***** EXCERPT PROVIDED *****

Bigotry isn’t born. It’s something happens over and over, a wall of identity created by defining ourselves against what we aren’t, and making that Other inferior so we can feel stronger. It happens every single time we parrot a stereotype we know only by rote. At a summer street fair, a large-scale brawl broke out and we fled. My stepfather caught up with us a minute later, breathless. “I found some cops and told them there was a big fight, and they didn’t move,” he explained, catching his breath. Then he grinned. “So I said a bunch of spics and spades were mixing it up. That got their attention.” This is how we teach, and this is how we learn. It’s not the big stuff, it’s the small moments over each day, week, month, building stones for a life.

I took a long road trip with my father in 1972, Wisconsin to Maine and back to California. One of our passengers was a young Mi’kmaq woman heading home from working with the American Indian Movement on the West Coast with a profound dislike of white people. If I wasn’t directly responsible for oppression of Native Americans, then my pioneer ancestors were. True enough: My family had owned a large wheat farm in eastern Washington State, land granted cheap in return for settlement. What could I do about it, generations later? Not succumb to simplistic stereotypes about Native Americans. Not tout oppression as heroism. I would never have called this young woman a friend, there was too much antipathy on her side, but regardless, what she said stuck with me.

Demonstrators march down Constitution Avenue during the March on Washington on Aug. 28, 1963.

Demonstrators march down Constitution Avenue during the March on Washington on Aug. 28, 1963.

The Sixties and early Seventies were a time of radical upheaval. Anger at the status quo outweighed the benefits of keeping calm and carrying on. It was a time when no one could pretend blithe ignorance of the fact that some folks had it better than others—and it was when a lot of those who had it better were afraid of losing what they had. Sound familiar? Well, it’s that time of the societal clock again. In the 1980s, my two best friends and saviors were a Latina woman and her black boyfriend. Even though in we lived in the progressive city of San Francisco, we still got looks everywhere we went. My girl friend forgot her driver’s license when we went to the pre-ATM bank; one of the clerks ID’d her as “that chick who walks around with the white chick and the black guy” and approved cash withdrawal. That’s how unusual our little grouping was. On more than one occasion, her boyfriend was late in meeting us because he’d been stopped by police checking whether he’d stolen his own sportscar. Cops stopped us when we were walking and asked us (the women) whether “we were okay” with a glance at our friend. Yes, we were okay. These days, there is no plausible excuse for pretending ignorance for the inequality and inequities of treatment. The only question is, what are you going to do about it?

PK ReadOn a recent rare visit, I was walking south of Market in San Francisco,, among a multitude of people on the sidewalks, mostly young, very diverse. Thirty years after I moved away, I wouldn’t have recognized this glossy corporatized area as the gritty warehouse section of old. There were two young civil rights activists of color working the front of a Whole Foods store (!) on Fourth, passing out leaflets, repeating their slogans about fighting white privilege, stopping oppression. They passed out their leaflets to any hip young thing that walked out of the slick Whole Foods, as long as that hip thing was of color, too. I tried to make eye contact, but they both pointedly avoided looking at me. The young people of color these activists were approaching probably already knew about white privilege. And yet, as a middle-aged middle-class white lady, I should have been their meat, the target of their righteous indignation.

*****

DO THIS: Carry on the essay about bigotry above, starting right after its final sentence.

***** RAW DATA *****

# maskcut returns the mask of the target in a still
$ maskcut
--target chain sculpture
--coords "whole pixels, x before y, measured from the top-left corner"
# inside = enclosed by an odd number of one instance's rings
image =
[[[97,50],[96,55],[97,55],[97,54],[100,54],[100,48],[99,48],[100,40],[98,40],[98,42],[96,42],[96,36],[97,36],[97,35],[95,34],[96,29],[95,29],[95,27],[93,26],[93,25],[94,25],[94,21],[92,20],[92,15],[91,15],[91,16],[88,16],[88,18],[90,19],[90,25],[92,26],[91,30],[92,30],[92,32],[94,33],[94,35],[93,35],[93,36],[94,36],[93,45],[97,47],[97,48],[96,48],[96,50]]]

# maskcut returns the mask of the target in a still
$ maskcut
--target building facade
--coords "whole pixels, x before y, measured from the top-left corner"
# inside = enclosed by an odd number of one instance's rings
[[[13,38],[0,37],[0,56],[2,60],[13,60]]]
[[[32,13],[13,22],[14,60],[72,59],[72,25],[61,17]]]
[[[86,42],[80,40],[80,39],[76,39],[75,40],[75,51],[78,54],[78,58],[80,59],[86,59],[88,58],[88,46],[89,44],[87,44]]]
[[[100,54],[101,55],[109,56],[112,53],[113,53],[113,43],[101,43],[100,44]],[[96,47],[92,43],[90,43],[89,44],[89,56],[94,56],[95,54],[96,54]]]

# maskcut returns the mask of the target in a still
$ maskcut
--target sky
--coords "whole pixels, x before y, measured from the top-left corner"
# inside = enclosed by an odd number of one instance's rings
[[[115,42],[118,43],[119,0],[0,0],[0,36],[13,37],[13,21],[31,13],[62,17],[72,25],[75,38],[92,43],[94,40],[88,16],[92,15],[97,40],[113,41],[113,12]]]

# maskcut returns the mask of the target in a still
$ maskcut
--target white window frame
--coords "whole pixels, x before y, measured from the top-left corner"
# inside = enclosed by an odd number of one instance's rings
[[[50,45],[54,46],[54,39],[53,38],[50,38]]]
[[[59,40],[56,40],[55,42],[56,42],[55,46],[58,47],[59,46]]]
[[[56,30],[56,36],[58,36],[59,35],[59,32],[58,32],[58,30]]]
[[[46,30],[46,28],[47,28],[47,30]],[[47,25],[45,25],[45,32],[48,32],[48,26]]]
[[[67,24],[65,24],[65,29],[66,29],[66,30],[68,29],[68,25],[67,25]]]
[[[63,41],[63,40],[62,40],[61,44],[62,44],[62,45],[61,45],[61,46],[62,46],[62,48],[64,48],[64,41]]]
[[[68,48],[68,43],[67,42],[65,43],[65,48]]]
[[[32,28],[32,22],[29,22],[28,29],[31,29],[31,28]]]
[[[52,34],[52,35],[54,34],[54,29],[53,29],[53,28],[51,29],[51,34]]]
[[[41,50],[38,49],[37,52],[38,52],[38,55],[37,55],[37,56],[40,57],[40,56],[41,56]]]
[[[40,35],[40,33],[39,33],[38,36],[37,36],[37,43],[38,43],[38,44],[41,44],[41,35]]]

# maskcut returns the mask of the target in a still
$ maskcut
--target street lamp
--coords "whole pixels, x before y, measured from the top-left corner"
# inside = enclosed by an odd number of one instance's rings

*****

ANSWER TO THE EXERCISE:
Tell me about all the ways I’m privileged and don’t know it. Please. It’s good practice for all of us. They would have been preaching to the choir. I regret that I didn’t stop (late for a meeting, as usual). It could have been genuinely uncomfortable and highly educational for all.

I’ve spent most of my adult life living in other countries, far from where I grew up in the United States. I have been the Other for decades. Here in France, we have a neighbor who hates us. For years, he staked out his territory by positioning his car across all of our parking spots when he visited his girlfriend. He grabbed me once and screamed that “This isn’t Germany! You can’t just come in here and park your car. This is my country.” Okay. I’m not German, but my husband is. At the local kindergarten, our daughter was called a Nazi and bullied by five-year-olds too young to know what that means—but they must have gotten the word from somewhere. Training begins early in bigotry school. I’ve had people get angry at me for what they thought I was or wasn’t, refuse to rent me hotel rooms or shake my hand, treat me with everything from extraordinary generosity to downright animosity because I was a foreigner. There was my neighbor in Japan who used to run away from me in our apartment building so she wouldn’t have to share an elevator with the only white person in the entire town. Despite all of that, I know that any perjorative insult that has been hurled at me hasn’t hurt me because, in a very real way, I made a voluntary decision to move to places that are not my original home. I’ve had at my disposal an array of advantages I have enjoyed because of my skin color, my education, my background.

I didn’t grow up being told I was less than anyone else, ever. That’s a privilege, just like the racism I was taught is a curse. I can’t undo what I was taught as a child any more than I can go back in time and become someone else entirely. But I can make amends by deciding what to keep and what to discard. I can choose—and it’s always a choice—tolerance over fear, because in the long run, fear is a prison with ever-tightening walls. Those walls are made of the bricks we bake every time we indulge a stereotype, even in our heads.

Which walls are you building? And which side of those walls are you on?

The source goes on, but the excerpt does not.